EXERCISE BRIEF :: Reproduce, word for word, the stretch of the comment thread below from "j holden -- Thanks." through "went there, morbid.".

TEXT SHOWN ::
--- START ---
Morb,funny, how just like the celebrities, you take the harsh stance of denial, on the willow incident.
"butt-stuffing cock goblin" - dude, funniest thing i've EVER read. thank you.
and the real reason for Mortal Kombat lag???
you're playing it on the wrong machine.....PS2?!?!
come on....XBOX is where it's at - or rather, XBOX 360 nowadays
and i used to watch G4, but really only to catch a glimpse of whats-her-name...Morgan Web?
what an awesome hottie - tall, dark, great body, video game geek - what more can we ask for??
badgerbob -- Anyone as open about alcoholism as I am can hardly be in denial. I've never met Willow. The only tree I've ever spent any real time with is the tree across the street, and I think that's a palm.
wax lion -- Take good care of those kidneys, someone -- not naming any names, here -- might need a new kidney one of these days. I wonder if they'll let you keep the tumor once it's removed. Maybe you could have it bronzed.
j holden -- Thanks. I like profanity, and the whole cock goblin thing was well over due for use somewhere.
Oh, you're an XBOX guy. While I'm a PS2 fan myself, I do regret not being able to play Ninja Gaiden. For the sake of argument: Dude, the PS3 is going to bury the XBOX 360. That's right, I went there.
Morgan Webb is easy on the eyes to be sure, but she's a political fucktard. That ruins it for me. "Duh, Dick Cheney shot an old man in the face with buckshot, he's evil." It was birdshot, dammit! Birdshot!
i can't believe you went there, morbid.
3 < 360, right??
i guess we will see what happens when the PS3 comes out...i'm just happy America has a player in the game console wars again
i didn't know that about Morgan...that's a shame, cause she was darn near awesome
j holden -- 3 < 360, yeah, I guess. But it isn't as if the 360 is the XBOX's 360th incarnation. It is only XBOX 2; therefore, PS3 > XBOX 2. I guess we'll just have to see.
Morgan and the rest of the X-Play cast have become far too political as of late. Like their show a place for them to spew their confused, leftist political views. It just keeps getting worse. Of course, you can always check out Morgan Webb every month in FHM (For Him Magazine). There, she generally only writes about games (and you don't have to put up with Adam Sessler).
--- END ---
RECORDS SHOWN ::
--- START ---
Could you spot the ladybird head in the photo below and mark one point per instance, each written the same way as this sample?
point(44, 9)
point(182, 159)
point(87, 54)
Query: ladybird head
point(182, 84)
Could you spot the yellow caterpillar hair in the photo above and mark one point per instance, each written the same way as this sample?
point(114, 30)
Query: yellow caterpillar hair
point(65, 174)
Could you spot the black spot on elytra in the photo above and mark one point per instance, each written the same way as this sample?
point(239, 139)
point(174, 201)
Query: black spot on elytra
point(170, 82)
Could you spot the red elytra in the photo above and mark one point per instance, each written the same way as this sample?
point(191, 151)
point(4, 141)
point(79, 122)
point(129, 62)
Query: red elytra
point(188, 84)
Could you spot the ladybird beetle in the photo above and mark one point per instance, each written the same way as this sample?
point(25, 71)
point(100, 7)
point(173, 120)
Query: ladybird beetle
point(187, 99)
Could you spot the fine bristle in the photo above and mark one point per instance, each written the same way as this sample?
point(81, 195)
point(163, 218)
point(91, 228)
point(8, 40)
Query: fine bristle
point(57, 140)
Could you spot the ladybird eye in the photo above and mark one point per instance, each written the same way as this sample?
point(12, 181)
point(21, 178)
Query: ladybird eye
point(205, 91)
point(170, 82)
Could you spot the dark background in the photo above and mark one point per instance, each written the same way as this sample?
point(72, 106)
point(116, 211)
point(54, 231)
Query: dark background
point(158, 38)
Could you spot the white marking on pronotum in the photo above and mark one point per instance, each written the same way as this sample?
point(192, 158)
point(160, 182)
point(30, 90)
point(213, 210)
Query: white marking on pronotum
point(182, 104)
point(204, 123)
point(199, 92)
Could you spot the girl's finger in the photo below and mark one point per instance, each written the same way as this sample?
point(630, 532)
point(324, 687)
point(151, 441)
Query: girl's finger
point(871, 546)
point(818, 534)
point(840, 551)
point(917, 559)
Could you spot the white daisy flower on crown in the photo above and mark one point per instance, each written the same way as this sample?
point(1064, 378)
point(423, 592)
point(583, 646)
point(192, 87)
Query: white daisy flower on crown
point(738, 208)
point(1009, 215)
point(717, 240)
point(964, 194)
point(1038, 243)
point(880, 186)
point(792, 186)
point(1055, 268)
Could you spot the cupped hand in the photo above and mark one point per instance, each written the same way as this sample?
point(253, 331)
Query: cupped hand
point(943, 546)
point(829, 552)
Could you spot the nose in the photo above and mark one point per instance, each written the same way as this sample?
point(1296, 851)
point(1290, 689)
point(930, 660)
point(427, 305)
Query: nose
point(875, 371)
--- END ---
ANSWER TO THE PROBLEM ::
j holden -- Thanks. I like profanity, and the whole cock goblin thing was well over due for use somewhere.
Oh, you're an XBOX guy. While I'm a PS2 fan myself, I do regret not being able to play Ninja Gaiden. For the sake of argument: Dude, the PS3 is going to bury the XBOX 360. That's right, I went there.
Morgan Webb is easy on the eyes to be sure, but she's a political fucktard. That ruins it for me. "Duh, Dick Cheney shot an old man in the face with buckshot, he's evil." It was birdshot, dammit! Birdshot!
i can't believe you went there, morbid.